Passage given:
________________

A good skipper should always be aware of everything that is happening around them. They should not only be listening to and watching the crew but listening to what the boat, the wind and the sea is telling them. They are all whispering something and on occasions they will howl louder than a woman who realises she missed a shoe sale. There are also times when it is better not to say anything. A wise skipper knows when to encourage someone and when to just let them get on with it. When you get to this stage you can smile knowing they are anticipating your thoughts.
Know when to delegate.
Now I must say that my own biggest problem is delegation. It is important for the skipper to understand there may be others better suited to a task but they should also never ask a crew member to do something they would not do themselves. I find myself doing too much as it far easier and quicker for me to do it. It is my problem, I know it is but getting over it means tying myself to the mast. See what I mean, I cannot even delegate someone to tie me up unless it is later in the skipper’s berth.
As a skipper, you must be open to your crew’s ideas as they may be better than yours, but at the end of the day the yacht and the safety of the crew is the skipper’s sole responsibility. Yes, listen attentively but act decisively and with confidence. If you show confidence without arrogance your crew will respect you and your decisions.
Don’t be miserable
Don’t be miserable as the skipper. It may be hard at times but smiling and laughing puts everyone at ease. No one likes to be woken up in the middle of the night but if a member of your crew woke you up it is for a reason. Try to be understanding instead of a grumpy old bugger. It may be something that saves your lives and the boat from catastrophe.

________________

List of tasks:
A: List everything the passage on skippering says a good skipper should be listening to.
B: Carry on the passage on skippering from the point where it stops.

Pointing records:
________________

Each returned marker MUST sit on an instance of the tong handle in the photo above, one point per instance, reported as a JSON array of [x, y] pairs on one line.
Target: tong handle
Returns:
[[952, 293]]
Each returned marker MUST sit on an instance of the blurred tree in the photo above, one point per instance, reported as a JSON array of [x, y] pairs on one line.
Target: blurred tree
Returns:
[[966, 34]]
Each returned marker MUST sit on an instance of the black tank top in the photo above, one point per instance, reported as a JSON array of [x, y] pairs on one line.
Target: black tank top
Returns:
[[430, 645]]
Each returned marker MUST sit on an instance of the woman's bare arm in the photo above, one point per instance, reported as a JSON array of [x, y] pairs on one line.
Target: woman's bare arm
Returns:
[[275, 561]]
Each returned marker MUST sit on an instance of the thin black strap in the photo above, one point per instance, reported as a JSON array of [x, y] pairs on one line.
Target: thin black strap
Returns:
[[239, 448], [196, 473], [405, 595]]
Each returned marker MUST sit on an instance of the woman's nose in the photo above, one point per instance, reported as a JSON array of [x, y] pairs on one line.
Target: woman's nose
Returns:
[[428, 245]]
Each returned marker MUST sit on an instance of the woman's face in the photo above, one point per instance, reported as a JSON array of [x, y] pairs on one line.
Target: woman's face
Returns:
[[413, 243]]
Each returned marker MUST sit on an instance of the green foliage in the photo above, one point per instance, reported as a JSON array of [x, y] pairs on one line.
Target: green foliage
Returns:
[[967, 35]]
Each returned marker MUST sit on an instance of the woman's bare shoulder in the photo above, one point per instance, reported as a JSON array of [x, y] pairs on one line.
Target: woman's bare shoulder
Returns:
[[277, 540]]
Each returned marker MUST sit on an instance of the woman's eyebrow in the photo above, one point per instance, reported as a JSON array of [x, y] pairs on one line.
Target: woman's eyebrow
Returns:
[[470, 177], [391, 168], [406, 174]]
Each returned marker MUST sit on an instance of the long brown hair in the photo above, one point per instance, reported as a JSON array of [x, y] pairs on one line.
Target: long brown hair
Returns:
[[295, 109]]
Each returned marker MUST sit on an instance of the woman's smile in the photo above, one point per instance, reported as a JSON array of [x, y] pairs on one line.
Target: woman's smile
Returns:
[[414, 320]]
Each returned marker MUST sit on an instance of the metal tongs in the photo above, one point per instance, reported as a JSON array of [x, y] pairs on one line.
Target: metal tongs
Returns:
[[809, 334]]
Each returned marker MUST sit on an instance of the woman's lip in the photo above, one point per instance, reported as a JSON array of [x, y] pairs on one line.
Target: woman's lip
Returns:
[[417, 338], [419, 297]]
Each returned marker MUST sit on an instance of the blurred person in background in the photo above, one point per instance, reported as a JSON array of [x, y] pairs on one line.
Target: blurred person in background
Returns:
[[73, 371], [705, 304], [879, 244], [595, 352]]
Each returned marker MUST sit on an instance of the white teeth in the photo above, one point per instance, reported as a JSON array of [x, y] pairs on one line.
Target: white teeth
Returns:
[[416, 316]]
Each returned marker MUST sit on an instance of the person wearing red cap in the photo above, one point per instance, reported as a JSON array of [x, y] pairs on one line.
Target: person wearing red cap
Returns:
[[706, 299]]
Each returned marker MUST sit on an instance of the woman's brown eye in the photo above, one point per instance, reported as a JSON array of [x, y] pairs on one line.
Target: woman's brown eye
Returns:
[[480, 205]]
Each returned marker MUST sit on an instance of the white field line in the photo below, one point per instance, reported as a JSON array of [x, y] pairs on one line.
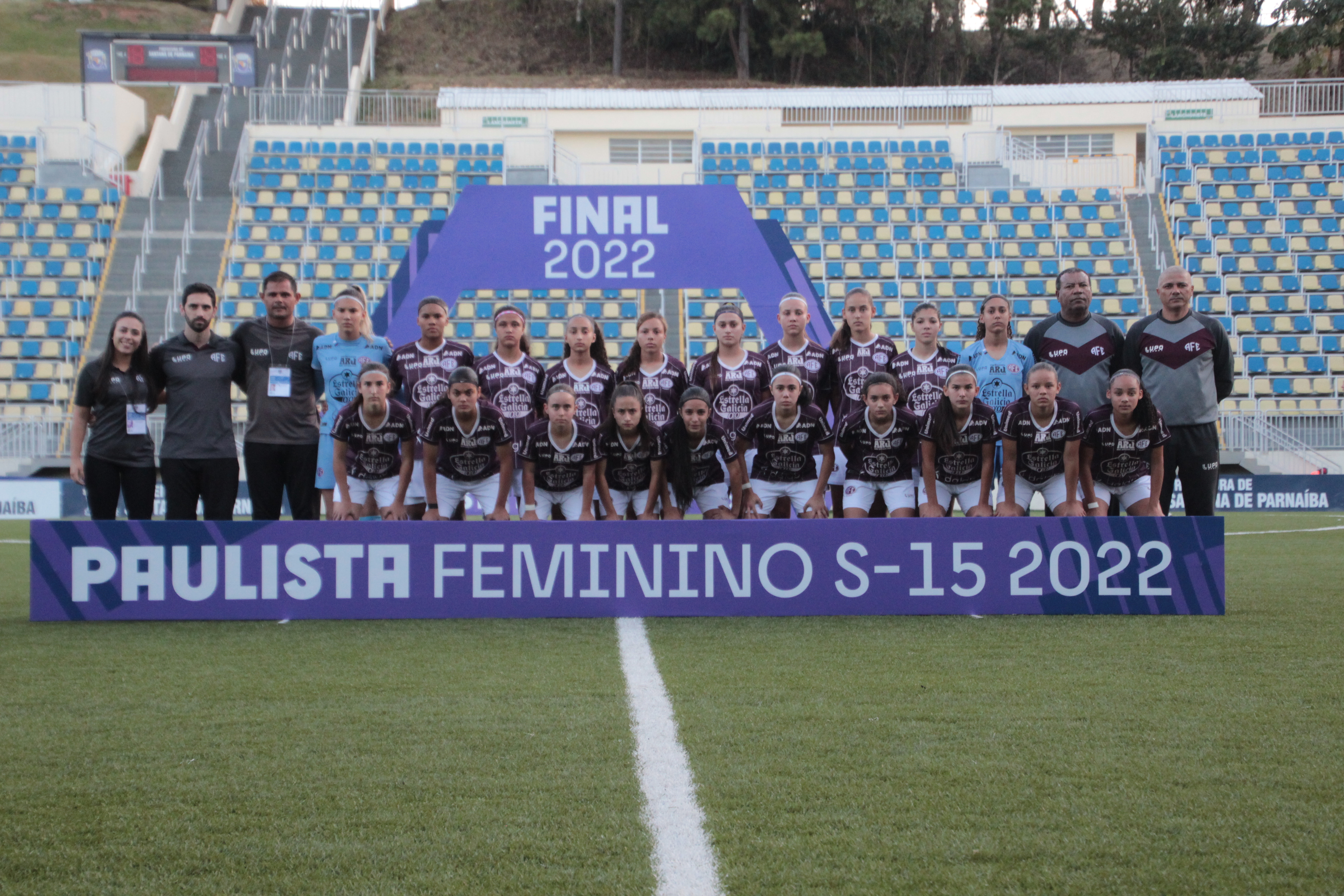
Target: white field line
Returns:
[[683, 859]]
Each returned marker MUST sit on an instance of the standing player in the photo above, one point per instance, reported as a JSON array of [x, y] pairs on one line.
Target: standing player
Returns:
[[1122, 459], [857, 354], [882, 443], [421, 369], [660, 377], [924, 367], [373, 443], [695, 472], [1041, 436], [797, 350], [629, 471], [1084, 347], [560, 456], [585, 370], [511, 381], [787, 433], [468, 449], [957, 444], [339, 358], [1187, 367]]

________________

Replies:
A: The crew, the boat, the wind, the sea

B:
Remember, no two skippers are alike. Everyone will be better at something’s than others but when you are crewing always look at what you like about your skipper and what you don’t. In sailing we are always learning and when it is your time to be in charge it may help.
So, what would you never hear a good skipper say? Here are ten examples.
- Let that tap run for as long as you want
- Put anything you want down the heads
- That bikini is too revealing
- We only need a couple of meters of anchor chain out
- The weather forecast is always right
- I think your marina charges are a bit on the low side
- I love it when a big motorboat comes close to us
- This anchorage was so boring until those jet skis turned up
- The chandlers is really good value.
- I wish they would anchor a bit closer to us
So, that is my take on what makes a good skipper but what have I missed and can you think of any more words you would never hear a skipper saying?